Activity |
Exactly as written, set down every entry once more.

[Extracted records]

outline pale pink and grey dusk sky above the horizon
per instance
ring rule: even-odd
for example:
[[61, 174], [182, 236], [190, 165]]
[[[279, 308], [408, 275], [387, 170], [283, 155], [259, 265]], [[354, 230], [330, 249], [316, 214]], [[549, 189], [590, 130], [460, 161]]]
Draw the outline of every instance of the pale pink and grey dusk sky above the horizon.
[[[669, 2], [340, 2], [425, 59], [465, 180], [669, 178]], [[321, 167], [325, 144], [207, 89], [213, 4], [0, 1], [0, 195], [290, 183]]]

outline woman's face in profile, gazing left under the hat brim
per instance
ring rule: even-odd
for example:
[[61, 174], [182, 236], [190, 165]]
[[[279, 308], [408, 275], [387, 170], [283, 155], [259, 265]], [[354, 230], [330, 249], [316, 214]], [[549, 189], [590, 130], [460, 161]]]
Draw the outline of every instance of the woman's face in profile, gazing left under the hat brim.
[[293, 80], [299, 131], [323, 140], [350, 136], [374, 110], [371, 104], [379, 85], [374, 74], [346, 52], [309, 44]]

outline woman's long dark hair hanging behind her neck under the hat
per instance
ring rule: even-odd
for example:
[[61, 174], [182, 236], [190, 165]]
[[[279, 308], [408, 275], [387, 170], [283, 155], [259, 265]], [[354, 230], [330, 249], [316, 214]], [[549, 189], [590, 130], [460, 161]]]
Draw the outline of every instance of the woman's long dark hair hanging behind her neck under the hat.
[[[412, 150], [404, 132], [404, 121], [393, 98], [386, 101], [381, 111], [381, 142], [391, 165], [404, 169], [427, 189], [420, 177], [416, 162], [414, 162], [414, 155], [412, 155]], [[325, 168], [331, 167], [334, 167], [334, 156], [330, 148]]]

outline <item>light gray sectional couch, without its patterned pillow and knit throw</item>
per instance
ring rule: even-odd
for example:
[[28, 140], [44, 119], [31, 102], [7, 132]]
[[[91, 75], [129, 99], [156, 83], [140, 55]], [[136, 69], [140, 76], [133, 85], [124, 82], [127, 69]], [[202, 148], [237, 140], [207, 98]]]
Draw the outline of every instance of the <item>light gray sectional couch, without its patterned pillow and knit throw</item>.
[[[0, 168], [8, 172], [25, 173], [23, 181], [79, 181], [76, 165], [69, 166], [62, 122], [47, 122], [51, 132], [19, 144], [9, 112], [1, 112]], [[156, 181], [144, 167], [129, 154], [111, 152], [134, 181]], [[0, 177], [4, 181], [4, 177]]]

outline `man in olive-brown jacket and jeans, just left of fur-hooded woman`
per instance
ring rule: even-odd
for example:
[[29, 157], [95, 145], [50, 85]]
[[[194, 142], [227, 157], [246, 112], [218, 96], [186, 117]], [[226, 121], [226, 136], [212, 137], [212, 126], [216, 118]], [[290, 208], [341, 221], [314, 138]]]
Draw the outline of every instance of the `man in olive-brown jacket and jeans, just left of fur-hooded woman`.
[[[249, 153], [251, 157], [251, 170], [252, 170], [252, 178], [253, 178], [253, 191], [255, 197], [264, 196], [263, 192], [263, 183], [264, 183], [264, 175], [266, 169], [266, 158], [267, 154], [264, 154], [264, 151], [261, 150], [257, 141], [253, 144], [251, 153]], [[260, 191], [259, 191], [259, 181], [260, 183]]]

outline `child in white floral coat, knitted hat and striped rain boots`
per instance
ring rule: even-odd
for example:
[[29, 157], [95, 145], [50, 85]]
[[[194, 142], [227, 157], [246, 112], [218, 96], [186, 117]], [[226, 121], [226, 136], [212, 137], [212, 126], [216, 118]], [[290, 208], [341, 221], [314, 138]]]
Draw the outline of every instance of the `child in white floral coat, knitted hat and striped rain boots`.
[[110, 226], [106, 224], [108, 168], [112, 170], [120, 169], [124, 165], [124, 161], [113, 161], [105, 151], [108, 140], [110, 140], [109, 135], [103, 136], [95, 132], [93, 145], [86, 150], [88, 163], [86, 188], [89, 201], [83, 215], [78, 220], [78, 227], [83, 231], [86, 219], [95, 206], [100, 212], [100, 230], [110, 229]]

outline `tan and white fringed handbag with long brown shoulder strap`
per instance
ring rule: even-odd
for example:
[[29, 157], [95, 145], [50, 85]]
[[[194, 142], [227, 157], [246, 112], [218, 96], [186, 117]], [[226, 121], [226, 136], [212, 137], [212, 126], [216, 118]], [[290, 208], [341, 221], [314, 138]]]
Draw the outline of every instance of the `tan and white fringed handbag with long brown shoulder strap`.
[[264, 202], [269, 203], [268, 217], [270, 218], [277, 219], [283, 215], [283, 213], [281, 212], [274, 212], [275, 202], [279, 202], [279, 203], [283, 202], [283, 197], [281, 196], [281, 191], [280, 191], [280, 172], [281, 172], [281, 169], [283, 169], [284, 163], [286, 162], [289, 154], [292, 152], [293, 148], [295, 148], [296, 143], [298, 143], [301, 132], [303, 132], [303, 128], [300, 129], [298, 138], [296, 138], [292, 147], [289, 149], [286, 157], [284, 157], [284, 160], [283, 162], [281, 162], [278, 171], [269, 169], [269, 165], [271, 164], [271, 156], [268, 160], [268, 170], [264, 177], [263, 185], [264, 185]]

Solved problem |
outline pale pink and grey dusk sky above the horizon
per instance
ring rule: even-odd
for example:
[[61, 174], [182, 236], [190, 165]]
[[[279, 308], [408, 275], [387, 170], [283, 155], [259, 265]], [[354, 230], [330, 249], [316, 214]], [[549, 189], [590, 130], [460, 161]]]
Draw the outline of every instance of the pale pink and grey dusk sky above the horizon.
[[[669, 2], [340, 2], [425, 59], [465, 180], [669, 178]], [[321, 167], [325, 144], [207, 89], [213, 4], [0, 1], [0, 195], [290, 183]]]

outline woman's face in profile, gazing left under the hat brim
per instance
ring rule: even-odd
for example:
[[61, 174], [182, 236], [190, 165]]
[[[279, 308], [408, 275], [387, 170], [283, 155], [259, 265]], [[354, 230], [330, 249], [316, 214]], [[549, 189], [590, 130], [460, 161]]]
Draw the outline of every instance of the woman's face in profile, gazing left under the hat brim.
[[293, 80], [299, 131], [323, 140], [350, 136], [374, 110], [371, 104], [379, 85], [374, 74], [346, 52], [309, 44]]

outline woman's long dark hair hanging behind her neck under the hat
per instance
ring rule: even-odd
for example:
[[61, 174], [182, 236], [190, 165]]
[[[279, 308], [408, 275], [387, 170], [283, 155], [259, 265]], [[354, 230], [330, 249], [316, 214]], [[549, 189], [590, 130], [460, 161]]]
Draw the outline of every instance of the woman's long dark hair hanging behind her neck under the hat.
[[[412, 150], [404, 132], [404, 121], [393, 98], [386, 101], [381, 111], [381, 142], [391, 165], [404, 169], [427, 189], [420, 177], [416, 162], [414, 162], [414, 155], [412, 155]], [[325, 168], [331, 167], [334, 167], [334, 156], [330, 148]]]

outline <item>light gray sectional couch, without its patterned pillow and knit throw</item>
per instance
ring rule: even-odd
for example:
[[28, 140], [44, 119], [31, 102], [7, 132]]
[[[91, 75], [129, 99], [156, 83], [140, 55]], [[136, 69], [140, 76], [133, 85], [124, 82], [127, 69]], [[202, 148], [237, 140], [207, 98]]]
Draw the outline of every instance of the <item>light gray sectional couch, without its patterned pillow and knit throw</item>.
[[[0, 168], [8, 172], [25, 173], [23, 181], [79, 181], [76, 165], [69, 166], [62, 122], [47, 122], [51, 132], [19, 144], [9, 112], [1, 112]], [[156, 181], [144, 167], [129, 154], [111, 152], [134, 181]], [[0, 177], [4, 181], [4, 177]]]

outline `man in olive-brown jacket and jeans, just left of fur-hooded woman`
per instance
ring rule: even-odd
for example:
[[29, 157], [95, 145], [50, 85]]
[[[194, 142], [227, 157], [246, 112], [218, 96], [186, 117]], [[226, 121], [226, 136], [212, 137], [212, 126], [216, 118]], [[290, 208], [341, 221], [314, 138]]]
Draw the outline of every instance of the `man in olive-brown jacket and jeans, just left of fur-hooded woman`.
[[[249, 153], [251, 157], [251, 170], [252, 170], [252, 178], [253, 178], [253, 191], [255, 197], [264, 196], [263, 192], [263, 183], [264, 183], [264, 175], [266, 169], [266, 158], [267, 154], [264, 154], [264, 151], [261, 150], [257, 141], [253, 144], [251, 153]], [[260, 191], [259, 191], [259, 181], [260, 183]]]

outline `child in white floral coat, knitted hat and striped rain boots`
per instance
ring rule: even-odd
for example:
[[29, 157], [95, 145], [50, 85]]
[[[194, 142], [227, 157], [246, 112], [218, 96], [186, 117]], [[226, 121], [226, 136], [212, 137], [212, 126], [216, 118]], [[290, 208], [341, 221], [314, 138]]]
Draw the outline of every instance of the `child in white floral coat, knitted hat and striped rain boots`.
[[110, 226], [106, 224], [108, 168], [112, 170], [120, 169], [124, 165], [124, 161], [113, 161], [105, 151], [108, 140], [110, 140], [109, 135], [103, 136], [95, 132], [93, 145], [86, 150], [88, 163], [86, 188], [89, 201], [83, 215], [78, 220], [78, 227], [83, 231], [86, 219], [95, 206], [100, 212], [100, 230], [110, 229]]

outline `tan and white fringed handbag with long brown shoulder strap`
per instance
ring rule: even-odd
for example:
[[29, 157], [95, 145], [50, 85]]
[[[194, 142], [227, 157], [246, 112], [218, 96], [186, 117]], [[226, 121], [226, 136], [212, 137], [212, 126], [216, 118]], [[290, 208], [341, 221], [314, 138]]]
Draw the outline of every instance of the `tan and white fringed handbag with long brown shoulder strap`.
[[264, 202], [269, 203], [268, 217], [270, 218], [277, 219], [283, 215], [283, 213], [281, 212], [274, 212], [275, 202], [279, 202], [279, 203], [283, 202], [283, 197], [281, 196], [281, 191], [280, 191], [280, 172], [281, 172], [281, 169], [283, 169], [284, 163], [286, 162], [289, 154], [292, 152], [293, 148], [295, 148], [296, 143], [298, 143], [301, 132], [303, 132], [303, 128], [300, 129], [298, 138], [296, 138], [292, 147], [289, 149], [286, 157], [284, 157], [284, 160], [283, 162], [281, 162], [278, 171], [269, 169], [269, 165], [271, 164], [271, 156], [268, 160], [268, 170], [264, 177], [263, 185], [264, 185]]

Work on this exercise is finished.